### THE PROBLEM
Check which lines in the records hold "below" and report how many there are, with no other text.

Saved entries
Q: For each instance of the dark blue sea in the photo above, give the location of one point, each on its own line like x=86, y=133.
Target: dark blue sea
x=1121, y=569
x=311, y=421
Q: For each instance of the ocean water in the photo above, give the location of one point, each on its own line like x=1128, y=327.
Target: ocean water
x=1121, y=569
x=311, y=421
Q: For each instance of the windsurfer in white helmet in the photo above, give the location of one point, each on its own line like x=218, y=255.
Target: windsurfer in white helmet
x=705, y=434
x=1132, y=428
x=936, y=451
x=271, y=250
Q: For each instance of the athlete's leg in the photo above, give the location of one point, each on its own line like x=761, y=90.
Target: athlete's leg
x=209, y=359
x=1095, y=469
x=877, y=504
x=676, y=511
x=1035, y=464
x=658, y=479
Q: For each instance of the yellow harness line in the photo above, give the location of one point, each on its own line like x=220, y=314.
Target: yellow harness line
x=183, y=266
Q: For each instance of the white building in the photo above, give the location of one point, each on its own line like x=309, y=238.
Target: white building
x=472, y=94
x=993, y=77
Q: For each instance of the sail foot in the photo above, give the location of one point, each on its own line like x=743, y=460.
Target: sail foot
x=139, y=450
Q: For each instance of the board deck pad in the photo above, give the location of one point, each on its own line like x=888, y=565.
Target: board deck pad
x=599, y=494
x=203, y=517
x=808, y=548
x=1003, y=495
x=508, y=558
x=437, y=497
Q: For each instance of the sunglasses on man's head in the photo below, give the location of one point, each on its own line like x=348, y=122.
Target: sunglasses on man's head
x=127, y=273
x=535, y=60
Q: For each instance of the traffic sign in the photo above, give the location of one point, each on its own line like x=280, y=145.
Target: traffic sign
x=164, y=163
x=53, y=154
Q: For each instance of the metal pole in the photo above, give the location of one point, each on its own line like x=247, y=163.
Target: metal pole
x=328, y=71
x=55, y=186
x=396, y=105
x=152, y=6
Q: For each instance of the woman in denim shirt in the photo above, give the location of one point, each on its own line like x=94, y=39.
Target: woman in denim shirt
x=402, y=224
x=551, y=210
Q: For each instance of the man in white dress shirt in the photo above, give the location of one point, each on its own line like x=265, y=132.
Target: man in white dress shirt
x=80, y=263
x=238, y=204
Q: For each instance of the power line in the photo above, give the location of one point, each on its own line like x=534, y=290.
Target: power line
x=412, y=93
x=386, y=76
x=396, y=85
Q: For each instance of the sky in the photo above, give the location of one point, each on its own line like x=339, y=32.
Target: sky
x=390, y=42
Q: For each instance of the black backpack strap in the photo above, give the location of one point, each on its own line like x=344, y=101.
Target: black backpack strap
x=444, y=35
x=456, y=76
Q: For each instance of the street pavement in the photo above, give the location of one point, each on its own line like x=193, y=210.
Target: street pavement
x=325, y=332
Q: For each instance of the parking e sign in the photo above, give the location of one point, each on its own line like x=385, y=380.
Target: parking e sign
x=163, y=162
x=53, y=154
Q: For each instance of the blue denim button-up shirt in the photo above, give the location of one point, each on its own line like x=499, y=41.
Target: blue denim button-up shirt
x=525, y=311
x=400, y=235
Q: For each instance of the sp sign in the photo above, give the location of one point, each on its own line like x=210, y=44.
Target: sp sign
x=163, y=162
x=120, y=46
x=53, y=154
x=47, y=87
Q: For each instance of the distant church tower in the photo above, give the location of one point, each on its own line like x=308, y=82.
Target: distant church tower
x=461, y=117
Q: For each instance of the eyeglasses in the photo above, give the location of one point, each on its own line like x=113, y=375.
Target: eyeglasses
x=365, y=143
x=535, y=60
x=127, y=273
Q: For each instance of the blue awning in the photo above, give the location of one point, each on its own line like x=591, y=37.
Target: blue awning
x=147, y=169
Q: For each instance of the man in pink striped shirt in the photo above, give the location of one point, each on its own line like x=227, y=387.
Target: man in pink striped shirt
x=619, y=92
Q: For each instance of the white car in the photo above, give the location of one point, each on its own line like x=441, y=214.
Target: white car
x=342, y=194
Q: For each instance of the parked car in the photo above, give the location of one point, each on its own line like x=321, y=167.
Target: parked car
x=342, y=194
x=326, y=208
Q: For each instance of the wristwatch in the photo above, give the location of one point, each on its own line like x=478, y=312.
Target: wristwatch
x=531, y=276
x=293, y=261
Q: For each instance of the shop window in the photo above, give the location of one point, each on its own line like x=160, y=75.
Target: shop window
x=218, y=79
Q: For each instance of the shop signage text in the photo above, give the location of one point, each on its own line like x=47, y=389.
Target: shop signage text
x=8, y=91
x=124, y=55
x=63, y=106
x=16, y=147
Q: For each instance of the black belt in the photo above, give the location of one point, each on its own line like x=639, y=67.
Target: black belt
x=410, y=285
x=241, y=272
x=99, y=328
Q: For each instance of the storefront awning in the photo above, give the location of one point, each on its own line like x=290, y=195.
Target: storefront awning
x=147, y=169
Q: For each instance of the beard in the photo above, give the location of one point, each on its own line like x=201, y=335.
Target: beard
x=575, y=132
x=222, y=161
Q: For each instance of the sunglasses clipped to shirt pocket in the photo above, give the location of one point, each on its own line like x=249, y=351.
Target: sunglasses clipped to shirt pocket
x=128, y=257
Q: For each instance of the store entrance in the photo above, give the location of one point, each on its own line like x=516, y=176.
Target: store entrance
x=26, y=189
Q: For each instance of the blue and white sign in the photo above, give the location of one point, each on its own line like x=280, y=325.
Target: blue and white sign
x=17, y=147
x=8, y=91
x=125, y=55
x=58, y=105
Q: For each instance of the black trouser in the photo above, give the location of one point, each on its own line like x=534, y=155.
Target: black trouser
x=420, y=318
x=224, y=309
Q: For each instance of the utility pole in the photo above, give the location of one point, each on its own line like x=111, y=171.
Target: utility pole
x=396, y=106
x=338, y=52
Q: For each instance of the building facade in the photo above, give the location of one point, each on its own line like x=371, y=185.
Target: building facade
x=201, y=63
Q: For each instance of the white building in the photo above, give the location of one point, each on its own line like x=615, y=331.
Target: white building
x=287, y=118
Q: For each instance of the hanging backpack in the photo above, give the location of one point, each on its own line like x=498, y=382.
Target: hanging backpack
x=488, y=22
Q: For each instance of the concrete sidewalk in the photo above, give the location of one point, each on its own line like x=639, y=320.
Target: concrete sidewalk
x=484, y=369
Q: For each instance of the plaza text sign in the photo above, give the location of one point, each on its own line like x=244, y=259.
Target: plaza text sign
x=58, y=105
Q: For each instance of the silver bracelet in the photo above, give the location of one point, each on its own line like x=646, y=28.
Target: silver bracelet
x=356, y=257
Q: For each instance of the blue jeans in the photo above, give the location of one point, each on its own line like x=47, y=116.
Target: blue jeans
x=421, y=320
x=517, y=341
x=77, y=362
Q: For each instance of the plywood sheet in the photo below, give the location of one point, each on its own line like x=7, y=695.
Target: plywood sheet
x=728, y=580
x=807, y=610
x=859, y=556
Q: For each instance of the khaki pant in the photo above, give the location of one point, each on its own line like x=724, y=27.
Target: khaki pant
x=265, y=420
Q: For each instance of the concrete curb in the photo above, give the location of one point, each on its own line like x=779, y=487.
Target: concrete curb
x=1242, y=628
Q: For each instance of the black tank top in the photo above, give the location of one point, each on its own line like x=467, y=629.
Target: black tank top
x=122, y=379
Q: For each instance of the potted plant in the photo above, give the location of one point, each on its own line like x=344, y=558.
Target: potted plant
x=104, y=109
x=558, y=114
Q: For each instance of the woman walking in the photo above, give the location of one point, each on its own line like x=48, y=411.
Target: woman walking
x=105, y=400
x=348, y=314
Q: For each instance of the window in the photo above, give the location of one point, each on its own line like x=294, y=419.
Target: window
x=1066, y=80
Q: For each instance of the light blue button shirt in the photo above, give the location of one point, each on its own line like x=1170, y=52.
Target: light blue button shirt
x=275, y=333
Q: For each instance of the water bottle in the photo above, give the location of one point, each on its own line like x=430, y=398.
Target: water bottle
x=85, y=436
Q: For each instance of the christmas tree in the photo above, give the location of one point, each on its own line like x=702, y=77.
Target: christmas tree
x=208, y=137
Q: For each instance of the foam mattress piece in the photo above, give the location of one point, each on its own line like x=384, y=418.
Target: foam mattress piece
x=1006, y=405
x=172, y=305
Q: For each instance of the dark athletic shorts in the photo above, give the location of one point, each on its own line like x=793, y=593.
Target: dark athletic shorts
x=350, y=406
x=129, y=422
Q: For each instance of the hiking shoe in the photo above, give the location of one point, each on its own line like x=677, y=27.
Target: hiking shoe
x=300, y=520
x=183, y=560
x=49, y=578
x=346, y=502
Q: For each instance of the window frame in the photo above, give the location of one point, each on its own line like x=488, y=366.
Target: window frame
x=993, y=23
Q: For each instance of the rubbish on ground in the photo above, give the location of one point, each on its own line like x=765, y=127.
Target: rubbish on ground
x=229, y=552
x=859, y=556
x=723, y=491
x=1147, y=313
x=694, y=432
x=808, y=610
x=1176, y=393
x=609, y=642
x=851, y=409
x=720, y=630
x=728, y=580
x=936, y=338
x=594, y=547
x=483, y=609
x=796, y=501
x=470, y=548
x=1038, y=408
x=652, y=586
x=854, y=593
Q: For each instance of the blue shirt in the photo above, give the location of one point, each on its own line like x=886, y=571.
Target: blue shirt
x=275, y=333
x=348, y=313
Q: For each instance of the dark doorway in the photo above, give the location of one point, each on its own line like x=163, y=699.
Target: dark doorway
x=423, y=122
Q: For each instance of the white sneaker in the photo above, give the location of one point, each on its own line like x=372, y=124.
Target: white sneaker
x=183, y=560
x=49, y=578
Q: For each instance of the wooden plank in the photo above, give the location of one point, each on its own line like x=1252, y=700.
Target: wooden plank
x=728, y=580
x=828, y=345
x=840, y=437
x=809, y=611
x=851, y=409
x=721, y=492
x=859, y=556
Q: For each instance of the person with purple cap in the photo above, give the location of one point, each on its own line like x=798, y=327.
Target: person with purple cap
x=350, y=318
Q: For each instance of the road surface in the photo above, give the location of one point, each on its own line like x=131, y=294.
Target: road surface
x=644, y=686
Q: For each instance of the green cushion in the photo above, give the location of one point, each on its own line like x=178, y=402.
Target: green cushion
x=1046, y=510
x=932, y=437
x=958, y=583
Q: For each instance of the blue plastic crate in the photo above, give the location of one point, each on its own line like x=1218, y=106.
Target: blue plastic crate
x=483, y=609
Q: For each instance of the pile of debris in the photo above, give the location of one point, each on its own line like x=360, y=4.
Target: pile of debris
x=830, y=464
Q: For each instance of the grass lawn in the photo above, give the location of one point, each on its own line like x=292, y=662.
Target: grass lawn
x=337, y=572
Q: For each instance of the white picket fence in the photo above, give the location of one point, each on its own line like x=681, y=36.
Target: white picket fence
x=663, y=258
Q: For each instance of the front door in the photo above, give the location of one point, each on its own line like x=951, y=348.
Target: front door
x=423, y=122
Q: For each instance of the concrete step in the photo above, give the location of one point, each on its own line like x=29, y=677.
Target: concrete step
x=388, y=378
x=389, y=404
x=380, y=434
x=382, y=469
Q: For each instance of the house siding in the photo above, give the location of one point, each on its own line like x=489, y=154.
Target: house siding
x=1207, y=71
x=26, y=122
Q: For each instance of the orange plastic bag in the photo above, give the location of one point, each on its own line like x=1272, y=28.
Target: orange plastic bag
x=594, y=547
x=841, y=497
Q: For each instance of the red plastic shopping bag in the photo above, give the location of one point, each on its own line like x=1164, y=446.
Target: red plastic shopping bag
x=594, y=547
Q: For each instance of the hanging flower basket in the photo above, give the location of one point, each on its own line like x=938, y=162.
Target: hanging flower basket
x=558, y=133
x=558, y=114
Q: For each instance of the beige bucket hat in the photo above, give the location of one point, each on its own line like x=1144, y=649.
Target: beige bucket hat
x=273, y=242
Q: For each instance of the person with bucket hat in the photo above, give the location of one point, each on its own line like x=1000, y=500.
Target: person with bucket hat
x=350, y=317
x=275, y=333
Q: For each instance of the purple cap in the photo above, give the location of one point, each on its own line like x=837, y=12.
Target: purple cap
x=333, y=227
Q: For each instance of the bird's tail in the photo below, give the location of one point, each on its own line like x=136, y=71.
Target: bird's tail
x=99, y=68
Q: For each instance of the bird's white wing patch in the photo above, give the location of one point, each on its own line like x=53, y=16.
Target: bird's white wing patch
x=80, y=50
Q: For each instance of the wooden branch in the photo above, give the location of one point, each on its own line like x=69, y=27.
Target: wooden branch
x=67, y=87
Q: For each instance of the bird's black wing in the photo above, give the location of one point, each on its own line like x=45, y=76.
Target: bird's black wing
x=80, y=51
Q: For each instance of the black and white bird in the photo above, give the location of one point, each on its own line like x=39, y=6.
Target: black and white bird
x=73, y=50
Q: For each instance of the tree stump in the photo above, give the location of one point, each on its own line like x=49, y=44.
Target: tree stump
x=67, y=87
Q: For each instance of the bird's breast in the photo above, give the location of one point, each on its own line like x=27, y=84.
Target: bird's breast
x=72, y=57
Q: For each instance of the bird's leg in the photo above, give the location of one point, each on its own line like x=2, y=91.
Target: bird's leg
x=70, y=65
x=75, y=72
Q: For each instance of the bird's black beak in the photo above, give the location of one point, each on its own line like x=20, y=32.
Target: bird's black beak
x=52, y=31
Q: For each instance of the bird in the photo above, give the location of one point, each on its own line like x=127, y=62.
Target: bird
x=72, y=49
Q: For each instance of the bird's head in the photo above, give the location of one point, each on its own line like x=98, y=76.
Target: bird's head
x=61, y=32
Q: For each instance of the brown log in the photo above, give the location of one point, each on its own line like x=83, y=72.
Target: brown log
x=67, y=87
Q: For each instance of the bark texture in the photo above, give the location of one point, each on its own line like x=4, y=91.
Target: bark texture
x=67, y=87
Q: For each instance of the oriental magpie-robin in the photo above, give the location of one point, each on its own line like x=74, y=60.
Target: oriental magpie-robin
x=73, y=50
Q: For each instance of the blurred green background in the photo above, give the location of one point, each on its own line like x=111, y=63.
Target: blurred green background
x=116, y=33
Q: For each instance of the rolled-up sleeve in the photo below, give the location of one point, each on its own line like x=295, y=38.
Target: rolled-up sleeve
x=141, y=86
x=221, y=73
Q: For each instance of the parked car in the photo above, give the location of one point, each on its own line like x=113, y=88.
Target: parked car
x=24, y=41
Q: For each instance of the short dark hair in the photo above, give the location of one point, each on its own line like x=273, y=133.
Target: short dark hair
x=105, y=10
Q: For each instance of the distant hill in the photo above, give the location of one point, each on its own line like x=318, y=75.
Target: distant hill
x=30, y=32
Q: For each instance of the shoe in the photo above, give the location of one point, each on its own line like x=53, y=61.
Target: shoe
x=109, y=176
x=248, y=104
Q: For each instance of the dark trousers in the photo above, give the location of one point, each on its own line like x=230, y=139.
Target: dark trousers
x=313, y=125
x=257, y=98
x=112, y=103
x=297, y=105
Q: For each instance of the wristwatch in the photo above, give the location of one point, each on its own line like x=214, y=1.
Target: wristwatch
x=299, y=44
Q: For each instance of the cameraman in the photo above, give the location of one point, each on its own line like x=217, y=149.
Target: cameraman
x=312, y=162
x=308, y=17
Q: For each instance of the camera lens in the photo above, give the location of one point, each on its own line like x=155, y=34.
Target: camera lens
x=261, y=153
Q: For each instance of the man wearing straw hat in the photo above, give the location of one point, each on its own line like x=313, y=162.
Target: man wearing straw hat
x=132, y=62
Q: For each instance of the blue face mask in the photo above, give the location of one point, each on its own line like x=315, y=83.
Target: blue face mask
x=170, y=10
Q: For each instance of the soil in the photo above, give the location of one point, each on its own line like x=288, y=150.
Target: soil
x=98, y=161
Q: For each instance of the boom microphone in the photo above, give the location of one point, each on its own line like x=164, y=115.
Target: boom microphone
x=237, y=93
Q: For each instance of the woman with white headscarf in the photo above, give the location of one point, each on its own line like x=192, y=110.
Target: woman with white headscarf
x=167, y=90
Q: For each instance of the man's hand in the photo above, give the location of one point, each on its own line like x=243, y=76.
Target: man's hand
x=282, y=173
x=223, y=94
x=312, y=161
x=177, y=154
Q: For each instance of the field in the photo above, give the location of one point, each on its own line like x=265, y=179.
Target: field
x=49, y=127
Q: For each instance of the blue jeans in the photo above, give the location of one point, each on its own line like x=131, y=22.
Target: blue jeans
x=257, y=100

### TASK RESULT
4